## Extract provided
A man convicted of quadruple murder who pleaded not guilty is executed in Texas

by time news

Houston, United States | An American was executed this Thursday in Texas, more than thirty years after a quadruple murder linked to drug trafficking, and which he denied having committed.

Arthur Brown Jr, 52, received a lethal injection in a state prison in the city of Huntsville, in the southern United States, local authorities reported. He was pronounced dead at 6:37 p.m. local time.

Brown became the fifth death row inmate to be executed in the conservative state of Texas and the ninth nationwide since the beginning of the year.

In his final statement released by the Texas Department of Criminal Justice, Brown insisted that he was treated unfairly over the years as his case went to court and again said that he did not commit the murders for which he was convicted.

“What is happening here tonight is not justice, it is the murder of an innocent man for a murder that occurred in 1992,” Brown said, according to an official report.

According to the prosecution, in 1992 he went with two accomplices to the house of his drug supplier in Houston. After tying up the six occupants of the premises, they were shot in the back of the head.

Four of his victims, including a minor and a pregnant woman, died and two survived.

## The data
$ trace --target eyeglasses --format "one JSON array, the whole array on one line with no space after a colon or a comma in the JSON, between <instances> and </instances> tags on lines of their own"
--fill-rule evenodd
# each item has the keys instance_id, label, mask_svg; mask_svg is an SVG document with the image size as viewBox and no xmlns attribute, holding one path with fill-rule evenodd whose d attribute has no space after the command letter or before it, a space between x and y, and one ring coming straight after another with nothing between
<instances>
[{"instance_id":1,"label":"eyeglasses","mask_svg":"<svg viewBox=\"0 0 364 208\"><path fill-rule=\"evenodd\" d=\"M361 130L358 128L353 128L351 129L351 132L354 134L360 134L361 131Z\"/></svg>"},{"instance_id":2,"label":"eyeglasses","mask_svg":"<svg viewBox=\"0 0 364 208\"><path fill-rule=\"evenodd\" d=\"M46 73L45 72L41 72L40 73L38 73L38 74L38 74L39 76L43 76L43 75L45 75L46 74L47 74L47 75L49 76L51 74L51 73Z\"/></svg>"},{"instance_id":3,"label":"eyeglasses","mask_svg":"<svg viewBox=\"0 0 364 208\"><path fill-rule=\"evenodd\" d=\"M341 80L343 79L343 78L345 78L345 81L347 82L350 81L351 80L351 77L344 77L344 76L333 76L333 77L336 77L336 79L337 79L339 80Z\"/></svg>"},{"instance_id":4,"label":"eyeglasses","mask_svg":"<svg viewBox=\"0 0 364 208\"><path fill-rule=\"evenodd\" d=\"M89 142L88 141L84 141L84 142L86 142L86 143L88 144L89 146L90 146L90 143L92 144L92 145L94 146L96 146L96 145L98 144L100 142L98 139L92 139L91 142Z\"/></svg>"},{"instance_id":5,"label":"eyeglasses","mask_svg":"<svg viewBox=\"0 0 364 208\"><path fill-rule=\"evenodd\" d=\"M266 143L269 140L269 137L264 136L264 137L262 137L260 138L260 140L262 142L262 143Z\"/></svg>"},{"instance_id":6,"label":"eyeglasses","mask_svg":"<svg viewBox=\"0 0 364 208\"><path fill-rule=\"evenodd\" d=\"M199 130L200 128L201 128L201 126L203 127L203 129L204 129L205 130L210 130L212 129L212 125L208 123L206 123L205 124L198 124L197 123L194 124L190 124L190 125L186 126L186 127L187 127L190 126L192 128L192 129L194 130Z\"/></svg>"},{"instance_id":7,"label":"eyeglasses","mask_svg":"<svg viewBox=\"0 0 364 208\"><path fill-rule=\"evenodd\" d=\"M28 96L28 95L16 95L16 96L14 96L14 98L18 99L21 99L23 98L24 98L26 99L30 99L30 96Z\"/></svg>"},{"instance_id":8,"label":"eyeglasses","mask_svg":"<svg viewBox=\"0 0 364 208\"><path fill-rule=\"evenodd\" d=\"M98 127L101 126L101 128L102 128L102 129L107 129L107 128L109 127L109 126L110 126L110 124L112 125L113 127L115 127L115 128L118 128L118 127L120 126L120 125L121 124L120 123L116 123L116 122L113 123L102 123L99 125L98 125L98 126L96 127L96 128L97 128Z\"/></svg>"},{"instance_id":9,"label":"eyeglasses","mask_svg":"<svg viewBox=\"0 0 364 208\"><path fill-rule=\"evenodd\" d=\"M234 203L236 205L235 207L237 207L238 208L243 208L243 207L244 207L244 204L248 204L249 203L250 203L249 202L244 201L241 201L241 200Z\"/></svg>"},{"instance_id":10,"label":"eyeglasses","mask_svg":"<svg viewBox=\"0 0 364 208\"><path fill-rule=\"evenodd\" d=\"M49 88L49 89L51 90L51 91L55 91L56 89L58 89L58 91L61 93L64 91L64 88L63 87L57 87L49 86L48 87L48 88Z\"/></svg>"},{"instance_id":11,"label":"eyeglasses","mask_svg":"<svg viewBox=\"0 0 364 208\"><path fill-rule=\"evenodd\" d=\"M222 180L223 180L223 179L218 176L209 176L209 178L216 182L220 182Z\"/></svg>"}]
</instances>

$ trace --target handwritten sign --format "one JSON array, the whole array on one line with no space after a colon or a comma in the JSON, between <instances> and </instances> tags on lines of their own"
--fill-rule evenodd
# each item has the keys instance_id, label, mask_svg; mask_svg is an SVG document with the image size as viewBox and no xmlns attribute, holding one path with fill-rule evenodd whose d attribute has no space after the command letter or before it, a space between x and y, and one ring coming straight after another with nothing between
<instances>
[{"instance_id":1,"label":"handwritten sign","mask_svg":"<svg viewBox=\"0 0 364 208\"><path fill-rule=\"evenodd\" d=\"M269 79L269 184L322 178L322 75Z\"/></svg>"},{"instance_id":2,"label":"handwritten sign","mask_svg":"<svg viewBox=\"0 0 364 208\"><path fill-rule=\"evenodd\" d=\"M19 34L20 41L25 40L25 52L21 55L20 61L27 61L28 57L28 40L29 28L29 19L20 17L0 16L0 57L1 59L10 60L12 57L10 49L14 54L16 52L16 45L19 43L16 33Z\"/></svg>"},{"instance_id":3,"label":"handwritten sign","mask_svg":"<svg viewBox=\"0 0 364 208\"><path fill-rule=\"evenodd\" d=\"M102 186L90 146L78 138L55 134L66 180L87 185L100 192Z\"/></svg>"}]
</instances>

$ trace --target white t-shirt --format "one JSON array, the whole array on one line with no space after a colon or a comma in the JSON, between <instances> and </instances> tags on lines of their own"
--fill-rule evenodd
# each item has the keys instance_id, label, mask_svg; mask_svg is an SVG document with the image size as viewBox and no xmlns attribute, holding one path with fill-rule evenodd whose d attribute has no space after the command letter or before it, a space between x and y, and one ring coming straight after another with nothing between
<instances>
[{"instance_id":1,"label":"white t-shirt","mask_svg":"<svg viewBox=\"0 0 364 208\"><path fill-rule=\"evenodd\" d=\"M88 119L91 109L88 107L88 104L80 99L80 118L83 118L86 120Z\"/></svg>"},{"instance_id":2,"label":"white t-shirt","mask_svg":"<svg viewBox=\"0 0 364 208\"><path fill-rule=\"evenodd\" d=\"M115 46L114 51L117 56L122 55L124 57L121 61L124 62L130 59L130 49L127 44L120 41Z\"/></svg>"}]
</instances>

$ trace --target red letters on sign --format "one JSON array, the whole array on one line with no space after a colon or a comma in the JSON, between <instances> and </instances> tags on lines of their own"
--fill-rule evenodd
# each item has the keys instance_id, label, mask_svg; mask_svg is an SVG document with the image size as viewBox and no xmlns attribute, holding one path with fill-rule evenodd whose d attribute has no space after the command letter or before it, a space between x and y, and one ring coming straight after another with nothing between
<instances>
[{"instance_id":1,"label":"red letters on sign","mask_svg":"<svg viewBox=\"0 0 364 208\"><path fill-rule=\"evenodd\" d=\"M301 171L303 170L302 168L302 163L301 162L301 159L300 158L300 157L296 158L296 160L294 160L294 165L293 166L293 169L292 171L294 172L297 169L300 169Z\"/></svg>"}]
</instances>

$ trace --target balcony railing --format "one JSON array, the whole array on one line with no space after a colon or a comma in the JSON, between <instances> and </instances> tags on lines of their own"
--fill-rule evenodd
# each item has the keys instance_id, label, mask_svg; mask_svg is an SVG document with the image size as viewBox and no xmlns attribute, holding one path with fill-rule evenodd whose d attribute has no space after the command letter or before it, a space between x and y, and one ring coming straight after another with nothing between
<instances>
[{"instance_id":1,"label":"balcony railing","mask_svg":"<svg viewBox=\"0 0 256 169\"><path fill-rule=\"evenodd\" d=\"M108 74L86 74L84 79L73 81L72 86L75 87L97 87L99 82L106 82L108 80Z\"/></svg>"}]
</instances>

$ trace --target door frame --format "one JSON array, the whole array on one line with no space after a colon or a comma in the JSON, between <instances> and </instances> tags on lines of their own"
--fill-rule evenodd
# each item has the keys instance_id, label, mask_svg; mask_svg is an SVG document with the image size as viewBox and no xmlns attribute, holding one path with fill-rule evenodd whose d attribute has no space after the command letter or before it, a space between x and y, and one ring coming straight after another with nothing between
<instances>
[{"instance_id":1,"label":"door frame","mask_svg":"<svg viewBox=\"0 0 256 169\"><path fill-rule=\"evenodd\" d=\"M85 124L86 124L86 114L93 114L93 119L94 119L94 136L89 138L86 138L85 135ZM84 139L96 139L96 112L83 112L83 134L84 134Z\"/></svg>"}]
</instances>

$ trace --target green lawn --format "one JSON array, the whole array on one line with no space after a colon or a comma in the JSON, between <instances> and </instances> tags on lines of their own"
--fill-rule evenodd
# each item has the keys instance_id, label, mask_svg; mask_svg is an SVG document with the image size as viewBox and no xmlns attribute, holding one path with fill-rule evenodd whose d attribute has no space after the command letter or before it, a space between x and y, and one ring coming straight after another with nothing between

## Parts of the exercise
1. In the article about the Texas execution, at what local time was Brown pronounced dead?
2. Please quote the article about the Texas execution word for word, beginning at the words "In his final" and stopping after "and two survived.".

## Numbered responses
1. 6:37 p.m. local time.

2.
In his final statement released by the Texas Department of Criminal Justice, Brown insisted that he was treated unfairly over the years as his case went to court and again said that he did not commit the murders for which he was convicted.

“What is happening here tonight is not justice, it is the murder of an innocent man for a murder that occurred in 1992,” Brown said, according to an official report.

According to the prosecution, in 1992 he went with two accomplices to the house of his drug supplier in Houston. After tying up the six occupants of the premises, they were shot in the back of the head.

Four of his victims, including a minor and a pregnant woman, died and two survived.